- _Description of the task_
Copy out every line of the records below, character for character.

-- begin Data listing --

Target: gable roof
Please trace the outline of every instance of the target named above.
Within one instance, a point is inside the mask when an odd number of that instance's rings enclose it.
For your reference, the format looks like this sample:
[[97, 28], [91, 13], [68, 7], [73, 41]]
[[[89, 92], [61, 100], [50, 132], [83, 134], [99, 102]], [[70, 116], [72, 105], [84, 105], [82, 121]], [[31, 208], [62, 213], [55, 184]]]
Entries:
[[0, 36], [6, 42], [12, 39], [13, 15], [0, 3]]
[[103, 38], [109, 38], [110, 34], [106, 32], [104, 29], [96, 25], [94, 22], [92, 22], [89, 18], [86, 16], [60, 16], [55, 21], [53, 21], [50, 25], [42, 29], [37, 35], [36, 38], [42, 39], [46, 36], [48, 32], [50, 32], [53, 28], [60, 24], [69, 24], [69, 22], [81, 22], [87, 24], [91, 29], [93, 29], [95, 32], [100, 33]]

-- end Data listing --

- _Complete response_
Target: gable roof
Please trace the outline of every instance of the target named above.
Within one instance, a point is inside the mask when an odd number of that instance's rings enclose it.
For your reference, the format looks like this sample:
[[97, 28], [91, 13], [68, 7], [73, 41]]
[[[89, 92], [61, 100], [50, 132], [83, 134], [99, 102]], [[70, 116], [72, 105], [84, 105], [82, 121]], [[31, 208], [62, 213], [55, 184]]]
Entries:
[[0, 36], [6, 42], [12, 39], [13, 15], [0, 3]]
[[103, 38], [109, 38], [110, 34], [106, 32], [104, 29], [96, 25], [94, 22], [92, 22], [89, 18], [86, 16], [60, 16], [55, 21], [53, 21], [50, 25], [42, 29], [37, 35], [36, 38], [42, 39], [46, 36], [48, 32], [50, 32], [53, 28], [60, 24], [69, 24], [69, 22], [81, 22], [87, 24], [91, 29], [93, 29], [95, 32], [100, 33]]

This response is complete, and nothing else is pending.